> [Texto extraído]
# # # # # # #
Aziz é de um partido que, em tese, está na base do governo Bolsonaro. A escolha dele para a presidência contou com o aval do governo. O Planalto vislumbrou a possibilidade de um parlamentar da oposição ocupar o posto. O requerimento de instalação da CPI partiu de Randolfe Rodrigues (Rede-AP). Geralmente, quem propõe uma comissão a preside. Randolfe tornou-se o vice-presidente e trabalhou para que Renan Calheiros fosse confirmado na relatoria. Sob os holofotes de uma CPI, porém, toda ligação com o Planalto tem limite. O fato de Aziz ser do Amazonas, onde em janeiro o sistema de saúde entrou em colapso por falta de oxigênio para pacientes com a covid-19, dá a ele motivos para fincar os dois pés na procura por culpados.
# # # # # # #
> [Problemas para resolver]
a) Transcreva, no texto sobre a CPI, tudo o que vai desde "Aziz é de um" até "procura por culpados.".
b) Dê continuidade ao texto sobre a CPI, começando logo após a última frase apresentada.
As entradas constituem um material independente do texto sobre a CPI.
# # # # # # #
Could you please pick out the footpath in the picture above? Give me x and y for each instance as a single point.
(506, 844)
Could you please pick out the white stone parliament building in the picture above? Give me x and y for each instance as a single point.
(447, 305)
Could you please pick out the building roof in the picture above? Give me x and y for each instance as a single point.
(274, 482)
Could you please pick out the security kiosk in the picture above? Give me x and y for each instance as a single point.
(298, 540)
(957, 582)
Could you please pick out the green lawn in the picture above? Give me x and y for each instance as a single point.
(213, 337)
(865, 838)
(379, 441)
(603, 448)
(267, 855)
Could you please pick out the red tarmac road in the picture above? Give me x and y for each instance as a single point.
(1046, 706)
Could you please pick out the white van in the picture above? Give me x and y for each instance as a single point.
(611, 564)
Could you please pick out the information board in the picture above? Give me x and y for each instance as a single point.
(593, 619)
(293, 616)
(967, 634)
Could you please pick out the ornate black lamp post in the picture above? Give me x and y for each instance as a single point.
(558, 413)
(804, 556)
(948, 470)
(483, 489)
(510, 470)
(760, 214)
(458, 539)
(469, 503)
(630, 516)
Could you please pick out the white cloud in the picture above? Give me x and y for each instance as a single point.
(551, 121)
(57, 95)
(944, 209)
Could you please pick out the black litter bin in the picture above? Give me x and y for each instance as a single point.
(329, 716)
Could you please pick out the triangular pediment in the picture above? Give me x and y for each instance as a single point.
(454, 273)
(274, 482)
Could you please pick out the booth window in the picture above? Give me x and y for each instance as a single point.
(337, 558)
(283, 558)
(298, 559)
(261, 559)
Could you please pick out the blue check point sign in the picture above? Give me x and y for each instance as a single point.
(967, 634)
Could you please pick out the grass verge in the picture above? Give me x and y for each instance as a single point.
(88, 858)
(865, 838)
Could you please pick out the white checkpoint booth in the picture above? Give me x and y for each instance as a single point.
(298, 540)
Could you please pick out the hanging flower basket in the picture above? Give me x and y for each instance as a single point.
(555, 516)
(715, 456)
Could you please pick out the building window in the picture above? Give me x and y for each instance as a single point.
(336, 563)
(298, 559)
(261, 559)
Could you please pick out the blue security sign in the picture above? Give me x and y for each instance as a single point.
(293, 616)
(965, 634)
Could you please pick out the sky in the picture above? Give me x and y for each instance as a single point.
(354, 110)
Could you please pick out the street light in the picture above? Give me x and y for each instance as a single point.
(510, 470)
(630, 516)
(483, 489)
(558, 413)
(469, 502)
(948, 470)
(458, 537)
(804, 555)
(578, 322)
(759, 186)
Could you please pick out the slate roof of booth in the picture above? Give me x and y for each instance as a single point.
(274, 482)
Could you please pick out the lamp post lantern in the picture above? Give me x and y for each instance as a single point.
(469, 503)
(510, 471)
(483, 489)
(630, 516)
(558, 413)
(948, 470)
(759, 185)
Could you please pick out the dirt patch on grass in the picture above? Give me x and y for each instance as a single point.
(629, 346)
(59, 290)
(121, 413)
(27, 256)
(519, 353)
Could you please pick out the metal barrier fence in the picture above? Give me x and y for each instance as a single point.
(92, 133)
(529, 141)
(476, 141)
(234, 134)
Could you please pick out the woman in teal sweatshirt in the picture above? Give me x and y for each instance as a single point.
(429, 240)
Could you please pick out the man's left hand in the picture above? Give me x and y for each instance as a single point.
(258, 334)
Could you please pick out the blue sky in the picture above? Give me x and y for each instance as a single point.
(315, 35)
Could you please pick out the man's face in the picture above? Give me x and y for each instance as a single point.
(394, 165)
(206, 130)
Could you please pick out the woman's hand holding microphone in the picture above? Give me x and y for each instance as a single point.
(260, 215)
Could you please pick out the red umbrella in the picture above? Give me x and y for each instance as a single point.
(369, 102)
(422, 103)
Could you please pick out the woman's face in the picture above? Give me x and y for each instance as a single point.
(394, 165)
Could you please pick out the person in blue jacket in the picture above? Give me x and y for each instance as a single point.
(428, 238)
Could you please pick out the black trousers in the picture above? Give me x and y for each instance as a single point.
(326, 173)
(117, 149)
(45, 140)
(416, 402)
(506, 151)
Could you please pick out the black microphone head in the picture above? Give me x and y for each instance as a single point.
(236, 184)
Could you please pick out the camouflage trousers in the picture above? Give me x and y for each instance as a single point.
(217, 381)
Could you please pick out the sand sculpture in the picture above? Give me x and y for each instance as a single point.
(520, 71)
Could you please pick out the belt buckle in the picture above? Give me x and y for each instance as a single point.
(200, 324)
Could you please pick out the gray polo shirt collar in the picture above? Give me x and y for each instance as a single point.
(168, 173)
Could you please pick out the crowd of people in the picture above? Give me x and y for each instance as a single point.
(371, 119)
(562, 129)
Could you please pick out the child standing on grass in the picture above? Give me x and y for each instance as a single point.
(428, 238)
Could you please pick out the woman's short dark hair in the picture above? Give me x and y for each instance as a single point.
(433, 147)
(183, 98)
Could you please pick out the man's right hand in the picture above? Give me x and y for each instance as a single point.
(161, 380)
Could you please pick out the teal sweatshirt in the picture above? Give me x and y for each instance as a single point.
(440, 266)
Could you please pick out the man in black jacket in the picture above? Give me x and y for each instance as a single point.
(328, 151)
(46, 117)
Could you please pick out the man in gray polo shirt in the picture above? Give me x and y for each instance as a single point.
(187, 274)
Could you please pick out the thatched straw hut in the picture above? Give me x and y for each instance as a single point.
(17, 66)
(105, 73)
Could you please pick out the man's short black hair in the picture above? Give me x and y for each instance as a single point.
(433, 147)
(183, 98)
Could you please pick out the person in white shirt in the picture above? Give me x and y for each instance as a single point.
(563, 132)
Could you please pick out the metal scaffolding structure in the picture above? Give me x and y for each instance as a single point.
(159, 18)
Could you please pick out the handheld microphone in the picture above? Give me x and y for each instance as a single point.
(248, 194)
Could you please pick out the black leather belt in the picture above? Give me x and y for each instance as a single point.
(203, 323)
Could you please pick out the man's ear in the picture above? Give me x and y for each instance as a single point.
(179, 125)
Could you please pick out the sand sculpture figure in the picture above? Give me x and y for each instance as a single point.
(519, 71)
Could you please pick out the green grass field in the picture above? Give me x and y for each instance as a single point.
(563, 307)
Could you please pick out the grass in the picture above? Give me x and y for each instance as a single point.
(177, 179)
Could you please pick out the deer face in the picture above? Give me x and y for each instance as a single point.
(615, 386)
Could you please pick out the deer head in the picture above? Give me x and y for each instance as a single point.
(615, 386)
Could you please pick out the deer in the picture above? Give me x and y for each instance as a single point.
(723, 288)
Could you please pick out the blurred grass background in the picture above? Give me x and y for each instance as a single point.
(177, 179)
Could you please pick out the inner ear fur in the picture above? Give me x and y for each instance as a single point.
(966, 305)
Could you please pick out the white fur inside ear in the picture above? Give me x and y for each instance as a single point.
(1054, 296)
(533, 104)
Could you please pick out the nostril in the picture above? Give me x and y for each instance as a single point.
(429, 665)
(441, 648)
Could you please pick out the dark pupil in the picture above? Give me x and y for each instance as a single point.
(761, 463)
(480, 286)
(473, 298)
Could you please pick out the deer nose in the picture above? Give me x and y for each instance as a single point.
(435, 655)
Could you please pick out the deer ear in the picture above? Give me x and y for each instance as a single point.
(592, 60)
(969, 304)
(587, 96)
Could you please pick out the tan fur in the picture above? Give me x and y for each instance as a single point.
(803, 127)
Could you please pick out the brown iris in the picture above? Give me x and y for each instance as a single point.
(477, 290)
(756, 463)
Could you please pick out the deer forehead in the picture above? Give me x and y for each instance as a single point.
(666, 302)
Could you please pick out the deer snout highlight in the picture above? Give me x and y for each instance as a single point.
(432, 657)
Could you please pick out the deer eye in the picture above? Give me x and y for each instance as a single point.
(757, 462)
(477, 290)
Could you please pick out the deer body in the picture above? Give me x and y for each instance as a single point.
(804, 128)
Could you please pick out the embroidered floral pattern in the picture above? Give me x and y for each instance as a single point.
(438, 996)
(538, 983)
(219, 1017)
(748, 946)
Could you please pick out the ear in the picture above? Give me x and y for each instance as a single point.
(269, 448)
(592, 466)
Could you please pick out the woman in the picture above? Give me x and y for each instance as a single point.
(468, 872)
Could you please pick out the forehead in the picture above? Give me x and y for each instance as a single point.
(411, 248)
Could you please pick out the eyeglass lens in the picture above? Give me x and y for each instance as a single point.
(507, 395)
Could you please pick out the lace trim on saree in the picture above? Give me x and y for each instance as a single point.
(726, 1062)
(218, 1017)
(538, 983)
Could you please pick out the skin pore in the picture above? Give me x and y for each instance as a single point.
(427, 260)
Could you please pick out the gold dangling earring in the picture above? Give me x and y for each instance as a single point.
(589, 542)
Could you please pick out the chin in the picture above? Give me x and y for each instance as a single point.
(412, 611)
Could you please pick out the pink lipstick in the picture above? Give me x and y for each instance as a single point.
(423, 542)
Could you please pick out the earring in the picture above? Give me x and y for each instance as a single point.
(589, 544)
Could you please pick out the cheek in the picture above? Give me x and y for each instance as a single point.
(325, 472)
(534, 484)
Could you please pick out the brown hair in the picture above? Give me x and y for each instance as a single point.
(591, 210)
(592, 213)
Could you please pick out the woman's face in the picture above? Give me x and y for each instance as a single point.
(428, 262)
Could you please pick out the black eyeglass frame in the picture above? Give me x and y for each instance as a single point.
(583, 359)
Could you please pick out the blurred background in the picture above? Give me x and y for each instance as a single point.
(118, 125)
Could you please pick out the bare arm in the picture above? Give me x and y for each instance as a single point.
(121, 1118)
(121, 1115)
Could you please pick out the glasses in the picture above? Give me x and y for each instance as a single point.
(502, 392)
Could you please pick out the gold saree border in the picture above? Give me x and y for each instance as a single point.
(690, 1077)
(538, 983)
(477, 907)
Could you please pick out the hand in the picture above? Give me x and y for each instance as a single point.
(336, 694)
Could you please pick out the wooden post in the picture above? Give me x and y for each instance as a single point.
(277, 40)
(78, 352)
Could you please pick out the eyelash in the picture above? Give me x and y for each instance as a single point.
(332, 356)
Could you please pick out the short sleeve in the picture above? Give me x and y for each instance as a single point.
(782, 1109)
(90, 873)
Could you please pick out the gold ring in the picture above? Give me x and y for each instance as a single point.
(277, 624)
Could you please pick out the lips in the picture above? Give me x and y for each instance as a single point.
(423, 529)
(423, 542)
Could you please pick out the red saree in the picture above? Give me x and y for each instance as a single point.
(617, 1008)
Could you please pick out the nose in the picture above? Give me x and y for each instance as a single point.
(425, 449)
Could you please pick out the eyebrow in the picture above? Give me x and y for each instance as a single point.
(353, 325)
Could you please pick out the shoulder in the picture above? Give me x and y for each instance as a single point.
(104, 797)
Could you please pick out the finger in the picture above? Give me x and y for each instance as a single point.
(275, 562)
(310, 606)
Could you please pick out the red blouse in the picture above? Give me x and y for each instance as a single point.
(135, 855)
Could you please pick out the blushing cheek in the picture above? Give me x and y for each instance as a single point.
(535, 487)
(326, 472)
# # # # # # #
> [Respostas das tarefas]
a)
Aziz é de um partido que, em tese, está na base do governo Bolsonaro. A escolha dele para a presidência contou com o aval do governo. O Planalto vislumbrou a possibilidade de um parlamentar da oposição ocupar o posto. O requerimento de instalação da CPI partiu de Randolfe Rodrigues (Rede-AP). Geralmente, quem propõe uma comissão a preside. Randolfe tornou-se o vice-presidente e trabalhou para que Renan Calheiros fosse confirmado na relatoria. Sob os holofotes de uma CPI, porém, toda ligação com o Planalto tem limite. O fato de Aziz ser do Amazonas, onde em janeiro o sistema de saúde entrou em colapso por falta de oxigênio para pacientes com a covid-19, dá a ele motivos para fincar os dois pés na procura por culpados.

b)
Segundo o líder do governo no Senado, Fernando Bezerra Coelho (MDB-PE), ele tem mantido o equilíbrio, “buscando valorizar as posições de todos os membros da comissão, independentemente das suas”. Seu maior arroubo, até aqui, foi uma reação à tentativa do governista Luis Carlos Heinze (Progressistas-RS) de poupar o ex-ministro Eduardo Pazuello, alegando que o governo Bolsonaro havia enviado mais de R$ 2 bilhões ao Amazonas no ano passado. Aziz gritou e chamou Heinze de mentiroso. Em seguida, desculpou-se.
“Faltou oxigênio”, disse, “as pessoas morreram. Eu recebi, no meu celular, mensagens de amigos, dizendo: ‘Meu pai está sem oxigênio. Omar, me ajude’. E fiquei ligando para ministro, atrás de oxigênio. E a gente de mãos atadas. Nunca foi falta de dinheiro”.
Omar Aziz caiu nas graças de internautas. Uma publicação que viralizou horas antes do depoimento do ex-chanceler Ernesto Araújo o associava ao técnico da seleção brasileira conduzindo os jogadores até o estádio em dia de Copa do Mundo. “O técnico Omar acredita em bom jogo”, dizia o post.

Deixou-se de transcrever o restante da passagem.